# Given records
————

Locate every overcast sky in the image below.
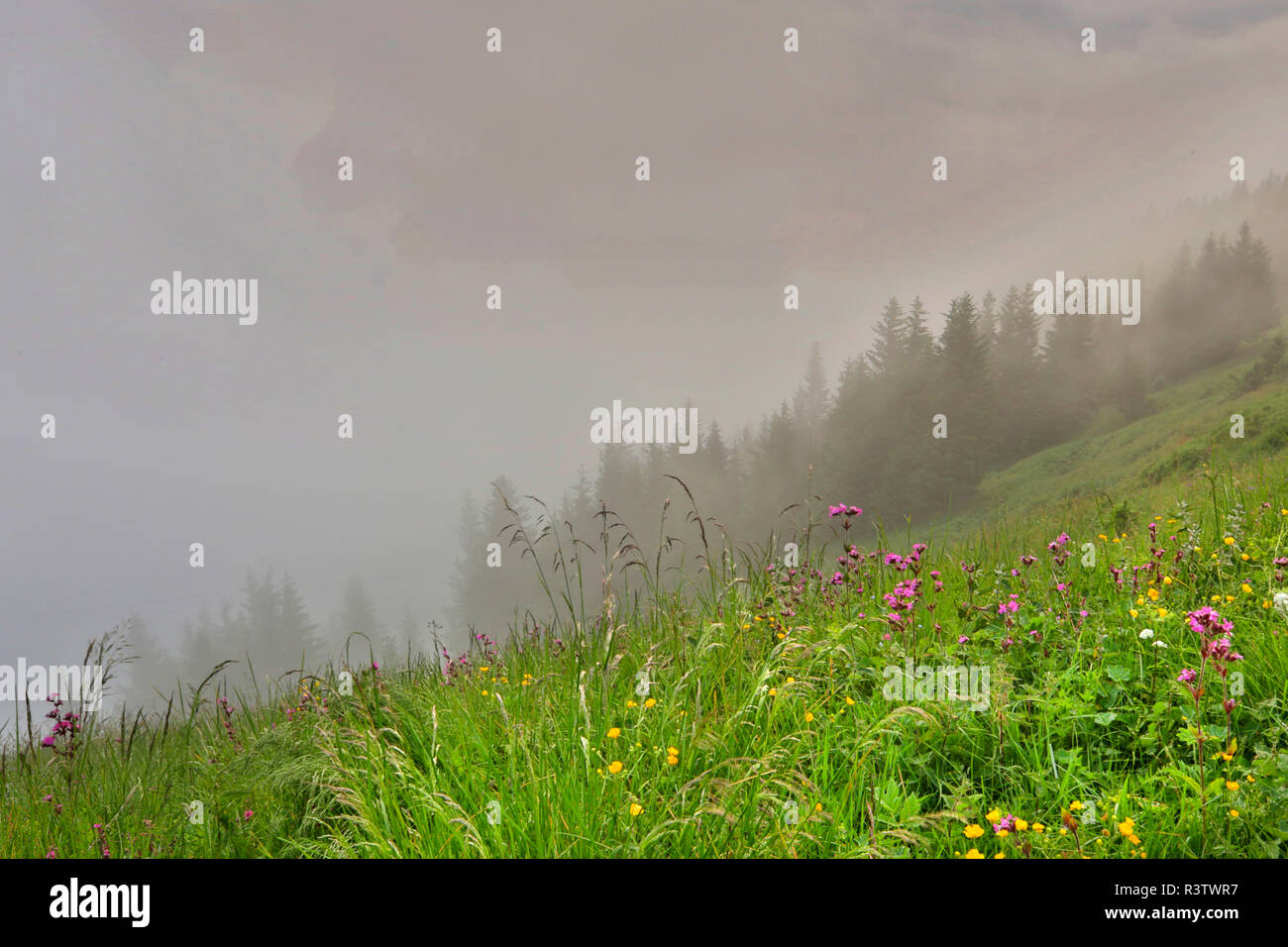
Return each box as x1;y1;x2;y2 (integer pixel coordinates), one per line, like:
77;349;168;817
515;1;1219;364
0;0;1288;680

————

# Exercise
Reproduce the material above word for word, leaving out the picture.

# Written reply
Locate every overcast sky in the image below.
Return each box as x1;y1;x2;y2 (integer pixel coordinates), one per line, like:
77;349;168;817
515;1;1219;364
0;0;1288;680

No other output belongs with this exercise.